> _Problem details_
Below are the records; copy each line in which "rubber" occurs.

> _Exercise inputs_

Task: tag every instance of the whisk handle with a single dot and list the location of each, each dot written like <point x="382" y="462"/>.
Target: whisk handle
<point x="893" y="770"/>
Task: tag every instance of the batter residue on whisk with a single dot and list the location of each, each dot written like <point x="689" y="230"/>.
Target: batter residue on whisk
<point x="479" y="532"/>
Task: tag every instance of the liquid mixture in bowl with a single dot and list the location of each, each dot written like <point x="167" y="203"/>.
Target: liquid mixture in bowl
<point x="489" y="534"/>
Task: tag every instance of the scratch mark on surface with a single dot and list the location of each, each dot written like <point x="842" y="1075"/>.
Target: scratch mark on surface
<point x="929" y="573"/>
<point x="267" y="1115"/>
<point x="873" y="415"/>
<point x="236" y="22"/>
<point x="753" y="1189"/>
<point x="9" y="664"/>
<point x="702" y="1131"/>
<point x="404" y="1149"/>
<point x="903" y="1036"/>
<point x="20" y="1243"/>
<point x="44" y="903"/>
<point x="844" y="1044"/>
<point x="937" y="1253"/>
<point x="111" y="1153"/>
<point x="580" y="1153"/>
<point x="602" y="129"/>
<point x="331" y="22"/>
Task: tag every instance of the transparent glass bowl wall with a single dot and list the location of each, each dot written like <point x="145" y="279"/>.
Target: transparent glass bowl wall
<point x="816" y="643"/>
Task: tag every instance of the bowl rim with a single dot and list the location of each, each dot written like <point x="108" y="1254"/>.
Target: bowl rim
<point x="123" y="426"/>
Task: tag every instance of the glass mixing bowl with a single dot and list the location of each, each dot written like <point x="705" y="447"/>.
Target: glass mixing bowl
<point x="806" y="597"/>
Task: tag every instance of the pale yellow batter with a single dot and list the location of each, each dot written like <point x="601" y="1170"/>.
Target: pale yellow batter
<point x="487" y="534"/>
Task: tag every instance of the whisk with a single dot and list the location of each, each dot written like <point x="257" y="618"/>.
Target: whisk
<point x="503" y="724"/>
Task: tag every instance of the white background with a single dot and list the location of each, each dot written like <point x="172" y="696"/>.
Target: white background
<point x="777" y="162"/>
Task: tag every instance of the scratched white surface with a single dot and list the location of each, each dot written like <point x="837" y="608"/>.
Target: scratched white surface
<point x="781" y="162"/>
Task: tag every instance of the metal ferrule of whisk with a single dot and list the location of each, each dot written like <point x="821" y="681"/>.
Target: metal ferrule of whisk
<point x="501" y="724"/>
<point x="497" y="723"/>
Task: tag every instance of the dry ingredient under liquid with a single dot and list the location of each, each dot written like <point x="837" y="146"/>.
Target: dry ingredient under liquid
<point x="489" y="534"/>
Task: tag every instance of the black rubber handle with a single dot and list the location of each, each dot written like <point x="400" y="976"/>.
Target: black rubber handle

> _Response to this exercise_
Task: tag every instance of the black rubber handle with a single dot and list the location of each, each dot written like <point x="400" y="976"/>.
Target: black rubber handle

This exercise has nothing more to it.